Count the lines in the data below that contain the string "bush". Reply with only that number.

#####

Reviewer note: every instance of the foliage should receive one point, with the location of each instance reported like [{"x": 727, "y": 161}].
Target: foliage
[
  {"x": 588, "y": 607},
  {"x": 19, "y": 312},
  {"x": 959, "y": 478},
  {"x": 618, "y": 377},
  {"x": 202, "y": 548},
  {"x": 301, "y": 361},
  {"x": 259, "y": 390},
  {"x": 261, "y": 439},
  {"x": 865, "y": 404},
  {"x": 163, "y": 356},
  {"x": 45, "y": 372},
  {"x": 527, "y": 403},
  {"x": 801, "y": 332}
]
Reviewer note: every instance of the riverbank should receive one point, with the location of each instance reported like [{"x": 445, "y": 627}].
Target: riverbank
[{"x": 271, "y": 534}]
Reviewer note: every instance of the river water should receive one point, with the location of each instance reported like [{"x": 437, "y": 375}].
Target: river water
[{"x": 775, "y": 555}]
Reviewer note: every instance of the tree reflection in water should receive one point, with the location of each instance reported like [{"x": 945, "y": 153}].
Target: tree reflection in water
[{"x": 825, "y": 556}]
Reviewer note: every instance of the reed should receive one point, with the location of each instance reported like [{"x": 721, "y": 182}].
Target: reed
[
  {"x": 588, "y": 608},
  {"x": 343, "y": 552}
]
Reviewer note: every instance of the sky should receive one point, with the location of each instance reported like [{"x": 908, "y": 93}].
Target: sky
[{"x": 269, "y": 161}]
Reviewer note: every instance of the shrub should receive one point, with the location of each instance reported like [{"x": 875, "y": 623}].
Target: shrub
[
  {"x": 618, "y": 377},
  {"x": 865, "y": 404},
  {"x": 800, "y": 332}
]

#####

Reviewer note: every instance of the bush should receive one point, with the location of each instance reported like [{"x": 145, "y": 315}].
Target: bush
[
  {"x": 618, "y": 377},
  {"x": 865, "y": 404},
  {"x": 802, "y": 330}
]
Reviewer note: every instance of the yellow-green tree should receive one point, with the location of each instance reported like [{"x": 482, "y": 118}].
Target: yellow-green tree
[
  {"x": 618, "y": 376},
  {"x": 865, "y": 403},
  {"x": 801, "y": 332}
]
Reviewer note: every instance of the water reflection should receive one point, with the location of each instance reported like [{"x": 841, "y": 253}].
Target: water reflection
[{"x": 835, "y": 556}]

#####

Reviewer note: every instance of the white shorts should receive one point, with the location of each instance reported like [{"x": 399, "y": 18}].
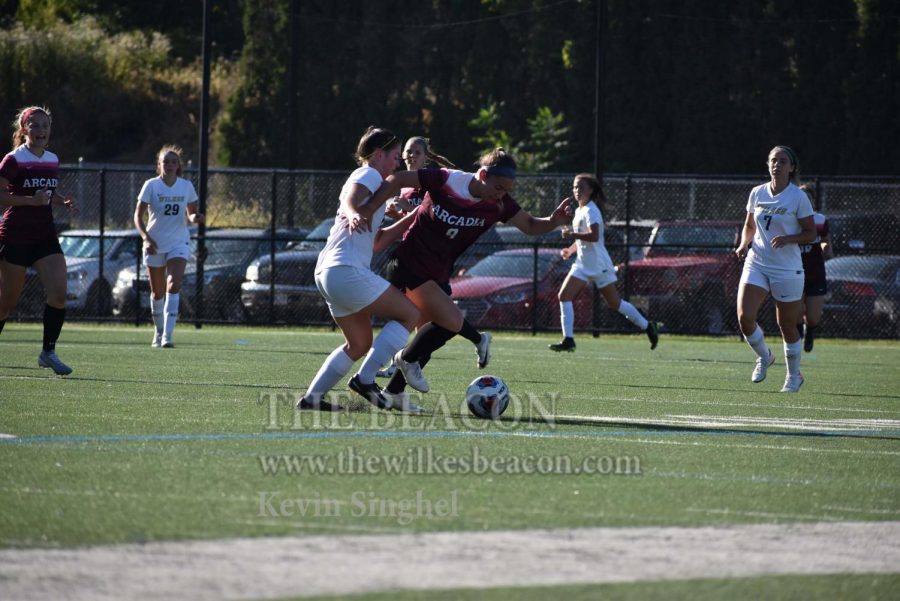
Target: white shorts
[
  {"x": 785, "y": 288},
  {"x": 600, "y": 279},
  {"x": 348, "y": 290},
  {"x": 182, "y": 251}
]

#####

Solution: 2